▸ **Exercise**
List every line below that contains the string "platform", treating uppercase and lowercase letters as different.

▸ **Exercise material**

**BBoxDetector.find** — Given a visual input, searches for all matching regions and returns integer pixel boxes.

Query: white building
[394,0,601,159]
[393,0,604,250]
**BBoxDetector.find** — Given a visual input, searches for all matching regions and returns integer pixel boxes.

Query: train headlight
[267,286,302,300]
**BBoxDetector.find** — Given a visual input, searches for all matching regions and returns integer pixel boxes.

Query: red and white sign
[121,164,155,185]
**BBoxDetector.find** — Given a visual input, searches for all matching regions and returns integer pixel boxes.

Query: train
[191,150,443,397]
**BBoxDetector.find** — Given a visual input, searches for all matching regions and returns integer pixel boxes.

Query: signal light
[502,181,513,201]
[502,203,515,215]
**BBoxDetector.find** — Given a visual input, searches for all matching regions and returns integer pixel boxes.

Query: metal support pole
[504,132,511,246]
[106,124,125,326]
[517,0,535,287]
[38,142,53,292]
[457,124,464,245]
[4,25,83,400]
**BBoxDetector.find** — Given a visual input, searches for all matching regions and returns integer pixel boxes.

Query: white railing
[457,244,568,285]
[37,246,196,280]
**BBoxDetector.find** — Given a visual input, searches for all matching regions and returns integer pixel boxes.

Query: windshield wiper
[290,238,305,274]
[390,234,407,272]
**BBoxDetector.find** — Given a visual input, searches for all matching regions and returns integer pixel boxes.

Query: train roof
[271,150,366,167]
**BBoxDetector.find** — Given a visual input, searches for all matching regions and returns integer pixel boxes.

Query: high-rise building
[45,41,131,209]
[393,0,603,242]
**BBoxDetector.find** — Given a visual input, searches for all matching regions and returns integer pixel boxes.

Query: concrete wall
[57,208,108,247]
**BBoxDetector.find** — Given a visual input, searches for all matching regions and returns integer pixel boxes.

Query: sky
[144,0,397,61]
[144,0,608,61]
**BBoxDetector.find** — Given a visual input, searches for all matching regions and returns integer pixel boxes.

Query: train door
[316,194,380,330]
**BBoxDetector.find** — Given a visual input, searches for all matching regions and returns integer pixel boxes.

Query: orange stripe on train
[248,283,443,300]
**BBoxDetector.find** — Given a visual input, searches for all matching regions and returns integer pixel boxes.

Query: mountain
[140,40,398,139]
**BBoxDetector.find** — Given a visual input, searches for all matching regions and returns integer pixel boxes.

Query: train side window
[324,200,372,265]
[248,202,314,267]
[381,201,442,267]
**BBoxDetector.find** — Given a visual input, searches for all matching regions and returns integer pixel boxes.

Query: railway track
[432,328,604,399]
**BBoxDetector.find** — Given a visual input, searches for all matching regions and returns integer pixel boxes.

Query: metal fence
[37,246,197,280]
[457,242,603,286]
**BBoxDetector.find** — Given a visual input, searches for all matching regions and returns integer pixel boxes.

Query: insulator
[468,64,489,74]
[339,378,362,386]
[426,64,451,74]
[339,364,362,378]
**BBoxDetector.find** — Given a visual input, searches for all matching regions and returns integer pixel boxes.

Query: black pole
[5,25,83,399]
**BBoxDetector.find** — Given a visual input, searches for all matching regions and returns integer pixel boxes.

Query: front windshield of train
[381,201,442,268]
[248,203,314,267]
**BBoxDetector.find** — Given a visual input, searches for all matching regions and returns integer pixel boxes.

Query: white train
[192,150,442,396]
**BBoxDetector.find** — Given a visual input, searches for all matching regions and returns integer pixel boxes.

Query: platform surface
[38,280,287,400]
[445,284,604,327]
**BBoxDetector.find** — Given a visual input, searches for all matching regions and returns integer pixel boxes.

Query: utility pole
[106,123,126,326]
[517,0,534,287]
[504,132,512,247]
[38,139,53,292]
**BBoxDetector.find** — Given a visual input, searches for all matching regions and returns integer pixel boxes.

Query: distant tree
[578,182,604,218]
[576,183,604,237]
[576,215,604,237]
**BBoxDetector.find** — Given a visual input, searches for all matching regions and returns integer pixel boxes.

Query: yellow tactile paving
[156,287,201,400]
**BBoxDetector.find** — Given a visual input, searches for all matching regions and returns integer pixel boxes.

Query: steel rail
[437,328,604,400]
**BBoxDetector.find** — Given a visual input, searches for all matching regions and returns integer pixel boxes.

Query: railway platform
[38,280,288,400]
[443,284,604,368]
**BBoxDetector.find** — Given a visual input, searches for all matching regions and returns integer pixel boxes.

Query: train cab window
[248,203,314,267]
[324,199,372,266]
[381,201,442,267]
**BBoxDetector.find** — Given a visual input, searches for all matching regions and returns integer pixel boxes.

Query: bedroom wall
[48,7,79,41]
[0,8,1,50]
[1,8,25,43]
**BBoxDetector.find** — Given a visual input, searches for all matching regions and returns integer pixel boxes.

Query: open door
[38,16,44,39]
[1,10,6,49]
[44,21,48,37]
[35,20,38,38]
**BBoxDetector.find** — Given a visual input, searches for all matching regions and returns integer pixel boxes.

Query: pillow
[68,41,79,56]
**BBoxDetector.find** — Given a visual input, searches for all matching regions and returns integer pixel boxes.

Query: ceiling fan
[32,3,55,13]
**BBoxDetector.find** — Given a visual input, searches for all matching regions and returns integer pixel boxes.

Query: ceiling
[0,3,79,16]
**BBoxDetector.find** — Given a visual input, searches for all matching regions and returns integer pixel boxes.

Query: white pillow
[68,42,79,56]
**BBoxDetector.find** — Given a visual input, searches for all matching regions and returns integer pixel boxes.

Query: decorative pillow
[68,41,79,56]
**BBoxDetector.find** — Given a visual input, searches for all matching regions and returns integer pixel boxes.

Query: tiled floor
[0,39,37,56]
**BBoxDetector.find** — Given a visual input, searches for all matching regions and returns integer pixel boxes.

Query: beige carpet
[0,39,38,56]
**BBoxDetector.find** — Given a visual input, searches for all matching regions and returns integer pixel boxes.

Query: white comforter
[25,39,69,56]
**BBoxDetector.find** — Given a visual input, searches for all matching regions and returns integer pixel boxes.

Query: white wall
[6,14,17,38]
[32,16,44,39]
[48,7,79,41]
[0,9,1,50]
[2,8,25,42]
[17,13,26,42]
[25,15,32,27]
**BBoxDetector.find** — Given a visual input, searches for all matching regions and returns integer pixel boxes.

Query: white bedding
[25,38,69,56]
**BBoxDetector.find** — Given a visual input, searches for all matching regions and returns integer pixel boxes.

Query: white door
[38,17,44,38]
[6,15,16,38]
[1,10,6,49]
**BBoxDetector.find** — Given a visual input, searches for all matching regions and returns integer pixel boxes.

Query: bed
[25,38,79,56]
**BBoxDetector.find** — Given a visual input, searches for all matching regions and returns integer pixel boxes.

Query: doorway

▸ **Solution below**
Query: platform surface
Query: railway platform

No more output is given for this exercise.